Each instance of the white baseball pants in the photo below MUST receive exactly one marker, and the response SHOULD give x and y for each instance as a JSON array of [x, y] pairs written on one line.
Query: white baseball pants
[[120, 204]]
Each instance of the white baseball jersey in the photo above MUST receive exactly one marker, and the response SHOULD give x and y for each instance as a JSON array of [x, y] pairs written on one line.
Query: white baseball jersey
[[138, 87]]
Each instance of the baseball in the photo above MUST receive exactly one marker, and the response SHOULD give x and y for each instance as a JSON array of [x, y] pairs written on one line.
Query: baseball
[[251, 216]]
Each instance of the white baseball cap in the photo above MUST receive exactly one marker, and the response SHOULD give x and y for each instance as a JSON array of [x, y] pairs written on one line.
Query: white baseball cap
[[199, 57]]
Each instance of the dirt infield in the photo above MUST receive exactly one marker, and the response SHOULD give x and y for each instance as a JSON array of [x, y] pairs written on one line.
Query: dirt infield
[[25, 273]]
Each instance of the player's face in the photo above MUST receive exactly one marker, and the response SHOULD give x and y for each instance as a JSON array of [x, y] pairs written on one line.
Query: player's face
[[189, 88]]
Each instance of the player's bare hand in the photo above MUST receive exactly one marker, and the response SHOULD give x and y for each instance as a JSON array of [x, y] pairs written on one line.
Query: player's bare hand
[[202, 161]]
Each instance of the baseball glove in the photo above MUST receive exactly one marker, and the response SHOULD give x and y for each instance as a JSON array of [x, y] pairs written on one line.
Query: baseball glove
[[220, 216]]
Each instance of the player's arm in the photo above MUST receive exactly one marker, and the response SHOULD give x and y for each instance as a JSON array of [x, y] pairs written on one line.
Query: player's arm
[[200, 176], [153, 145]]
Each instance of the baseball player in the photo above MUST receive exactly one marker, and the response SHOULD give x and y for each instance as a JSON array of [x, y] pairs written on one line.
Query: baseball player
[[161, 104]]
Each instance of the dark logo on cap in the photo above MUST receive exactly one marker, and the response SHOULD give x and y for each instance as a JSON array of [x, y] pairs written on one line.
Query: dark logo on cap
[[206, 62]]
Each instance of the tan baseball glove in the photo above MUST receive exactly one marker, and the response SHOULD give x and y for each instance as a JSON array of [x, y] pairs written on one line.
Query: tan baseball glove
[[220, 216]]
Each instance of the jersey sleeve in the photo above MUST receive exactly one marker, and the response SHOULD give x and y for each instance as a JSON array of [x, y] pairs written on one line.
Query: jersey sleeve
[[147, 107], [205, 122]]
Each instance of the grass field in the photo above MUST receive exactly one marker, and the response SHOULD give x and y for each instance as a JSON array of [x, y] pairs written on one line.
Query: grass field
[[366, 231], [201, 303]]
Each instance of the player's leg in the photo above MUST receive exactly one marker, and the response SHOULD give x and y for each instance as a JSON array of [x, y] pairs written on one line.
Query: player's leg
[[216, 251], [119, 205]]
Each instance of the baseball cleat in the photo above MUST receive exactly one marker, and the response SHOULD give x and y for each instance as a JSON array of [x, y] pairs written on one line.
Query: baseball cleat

━━━━━━━━━━

**How to complete this task**. State how many lines of the material contain the string "cleat", with no other words.

**Written response**. 2